*Aim of the exercise*:
Without changing a single word, set down all of the records.

*Data records*:
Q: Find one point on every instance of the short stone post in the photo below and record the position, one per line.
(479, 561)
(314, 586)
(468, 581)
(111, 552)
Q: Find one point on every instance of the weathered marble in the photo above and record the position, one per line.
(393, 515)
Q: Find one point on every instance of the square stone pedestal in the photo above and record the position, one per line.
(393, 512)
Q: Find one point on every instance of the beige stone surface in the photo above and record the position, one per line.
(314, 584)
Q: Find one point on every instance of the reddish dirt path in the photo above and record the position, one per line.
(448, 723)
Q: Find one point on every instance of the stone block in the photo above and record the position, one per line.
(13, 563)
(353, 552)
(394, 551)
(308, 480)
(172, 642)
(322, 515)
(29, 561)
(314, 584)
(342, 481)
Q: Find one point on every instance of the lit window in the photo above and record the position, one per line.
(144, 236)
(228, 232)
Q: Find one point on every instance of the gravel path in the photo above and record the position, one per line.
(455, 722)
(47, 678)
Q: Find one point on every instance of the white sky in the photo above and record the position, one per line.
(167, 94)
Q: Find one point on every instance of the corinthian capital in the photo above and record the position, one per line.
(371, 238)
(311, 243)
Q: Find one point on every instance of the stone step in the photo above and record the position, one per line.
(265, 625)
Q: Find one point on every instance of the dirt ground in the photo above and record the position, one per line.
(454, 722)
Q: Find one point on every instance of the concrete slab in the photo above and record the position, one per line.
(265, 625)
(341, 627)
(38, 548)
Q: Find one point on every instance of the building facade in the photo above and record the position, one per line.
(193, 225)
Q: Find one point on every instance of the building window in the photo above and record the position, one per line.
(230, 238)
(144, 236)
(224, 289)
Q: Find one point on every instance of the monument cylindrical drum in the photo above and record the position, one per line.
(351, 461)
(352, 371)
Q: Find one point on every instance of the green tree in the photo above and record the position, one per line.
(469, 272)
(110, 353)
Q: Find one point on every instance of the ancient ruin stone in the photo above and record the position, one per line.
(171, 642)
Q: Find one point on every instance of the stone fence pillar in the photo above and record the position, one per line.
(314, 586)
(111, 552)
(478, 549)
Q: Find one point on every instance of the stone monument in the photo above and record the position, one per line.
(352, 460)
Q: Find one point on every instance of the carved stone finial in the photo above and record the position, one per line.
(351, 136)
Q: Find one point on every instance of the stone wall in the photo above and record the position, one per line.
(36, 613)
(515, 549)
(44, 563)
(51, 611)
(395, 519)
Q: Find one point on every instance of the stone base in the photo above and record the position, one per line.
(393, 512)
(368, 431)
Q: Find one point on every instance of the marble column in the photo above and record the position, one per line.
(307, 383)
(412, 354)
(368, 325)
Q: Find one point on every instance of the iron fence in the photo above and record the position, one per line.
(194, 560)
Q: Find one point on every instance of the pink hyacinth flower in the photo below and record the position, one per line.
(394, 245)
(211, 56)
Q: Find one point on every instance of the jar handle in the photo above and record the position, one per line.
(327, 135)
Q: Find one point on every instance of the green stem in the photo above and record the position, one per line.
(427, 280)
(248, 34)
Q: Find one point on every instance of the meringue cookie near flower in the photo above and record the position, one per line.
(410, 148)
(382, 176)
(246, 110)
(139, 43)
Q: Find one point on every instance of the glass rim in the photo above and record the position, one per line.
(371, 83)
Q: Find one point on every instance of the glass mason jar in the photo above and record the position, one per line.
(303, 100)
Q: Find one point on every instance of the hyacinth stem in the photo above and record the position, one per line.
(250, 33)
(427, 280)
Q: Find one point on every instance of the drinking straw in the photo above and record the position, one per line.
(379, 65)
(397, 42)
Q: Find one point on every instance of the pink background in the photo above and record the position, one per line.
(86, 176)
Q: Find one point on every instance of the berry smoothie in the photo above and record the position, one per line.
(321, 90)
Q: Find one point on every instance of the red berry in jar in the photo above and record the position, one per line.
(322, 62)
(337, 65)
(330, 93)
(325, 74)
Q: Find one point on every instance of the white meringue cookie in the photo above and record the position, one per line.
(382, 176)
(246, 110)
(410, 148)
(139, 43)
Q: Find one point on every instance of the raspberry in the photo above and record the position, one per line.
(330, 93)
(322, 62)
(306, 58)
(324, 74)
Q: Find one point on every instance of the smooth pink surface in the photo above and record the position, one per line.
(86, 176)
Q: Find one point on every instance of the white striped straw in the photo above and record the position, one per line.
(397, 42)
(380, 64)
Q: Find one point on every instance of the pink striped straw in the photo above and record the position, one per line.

*Your response*:
Q: Find one point on every instance of the short stone post in the photo below and record the position, one per line.
(479, 561)
(314, 586)
(468, 581)
(111, 552)
Q: Find one point on every instance of the weathered marble in the photo above and record the position, one per line.
(393, 515)
Q: Find one point on every instance of the square stone pedestal in the photo above and record the position, one per line.
(393, 512)
Q: Find one point on every instance of the beige stone surface in the photo above and record the position, one per line.
(314, 584)
Q: Find one point on every instance of the reddish dirt path in the photo above and record the position, one per line.
(448, 723)
Q: Find one point on every instance of the stone block in the photo above and record the position, one per line.
(13, 563)
(353, 552)
(394, 551)
(308, 480)
(172, 642)
(322, 515)
(29, 561)
(314, 584)
(342, 481)
Q: Find one point on every instance of the lit window in the photo above and record the position, one per line.
(144, 236)
(228, 232)
Q: Find one point on every instance of the gravel path in the photo above and record the position, one per line.
(455, 722)
(47, 678)
Q: Find one point on every instance of the white sky in the photo above and record the position, one per line.
(167, 94)
Q: Find one point on every instance of the corinthian capital in the photo above and record the position, one per line.
(371, 238)
(311, 243)
Q: Find one point on every instance of the stone step in the photo above and record the position, one per line.
(265, 625)
Q: Find one point on every instance of the dirt ground in the photo above and record the position, one per line.
(454, 722)
Q: Find one point on every instance of the concrete slab in the photo above and record the position, one per line.
(265, 625)
(341, 627)
(38, 548)
Q: Find one point on every instance of the building facade in the photo above and record the position, one per line.
(193, 225)
Q: Find one point on every instance of the building window in the photo above and record the position, one per line.
(230, 238)
(144, 236)
(224, 289)
Q: Find one point on every instance of the monument cylindrical drum in the photo above and record the position, one per line.
(351, 461)
(352, 371)
Q: Find one point on every instance of the green tree in the photo above and record the position, one per line.
(469, 272)
(110, 353)
Q: Find one point on every instance of the ancient ruin stone in the photo above and record the position, one per line.
(171, 642)
Q: Find one point on every instance of the stone fence pillar in the photo above and record the position, one per line.
(314, 586)
(111, 552)
(478, 549)
Q: Find one point on every instance of the stone monument in the photo above and record the position, one per line.
(352, 460)
Q: Find one point on every instance of the carved stone finial in the photo above and record the position, one per line.
(351, 136)
Q: Find one point on every instance of the stone wall in the photo above and record the position, one per line.
(36, 613)
(515, 549)
(44, 563)
(51, 611)
(395, 519)
Q: Find one point on every instance of the stone base in the photo above and record the position, one per line.
(393, 512)
(368, 431)
Q: Find one point on every instance of the marble column in the photo above and record the position, one per line.
(307, 383)
(412, 354)
(368, 325)
Q: Find one point on every instance of the iron fence in the photo above and record the position, one per line.
(194, 560)
Q: Find one point on every instance of the pink hyacinth flower in the photo below and record the position, one per line.
(394, 245)
(211, 56)
Q: Find one point on every instance of the jar handle in the photo above and record the position, one per line.
(327, 135)
Q: Find one point on every instance of the green stem in the photo above and record the position, one per line.
(427, 280)
(248, 34)
Q: Find one point on every instance of the meringue cookie near flower in the photo above and record the position, one per line.
(410, 148)
(382, 176)
(246, 110)
(139, 43)
Q: Find one point on every instance of the glass rim in the photo above and record the position, one per line.
(371, 83)
Q: Find one point on every instance of the glass mason jar in the photo above and record the position, one per line.
(303, 100)
Q: Find one point on every instance of the hyacinth stem in the photo above and record the position, one per line.
(250, 33)
(427, 280)
Q: Find one point on every instance of the drinking straw in the photo above and record the position, one per line.
(379, 65)
(397, 42)
Q: Find one point on every instance of the pink background in the photo above and record the position, one per line.
(86, 176)
Q: Find one point on every instance of the berry smoothie in the photo above and record the position, one per line.
(321, 90)
Q: Find one point on every instance of the red berry in jar in the photo above and record the position, one per line.
(322, 62)
(337, 65)
(330, 93)
(325, 74)
Q: Find one point on every instance of the white meringue cookie in the photo above and record the position, one per line.
(382, 176)
(246, 110)
(410, 148)
(139, 43)
Q: Find one point on every instance of the raspberry in the photo above and record the position, one per line.
(330, 93)
(322, 62)
(306, 58)
(324, 74)
Q: Find one point on every instance of the smooth pink surface in the photo above and record the position, one per line.
(86, 176)
Q: Find one point on every instance of the white striped straw in the photo above and record the position, one per line.
(397, 42)
(380, 64)
Q: Find one point on every instance of the pink striped straw in the photo above and record the position, one per line.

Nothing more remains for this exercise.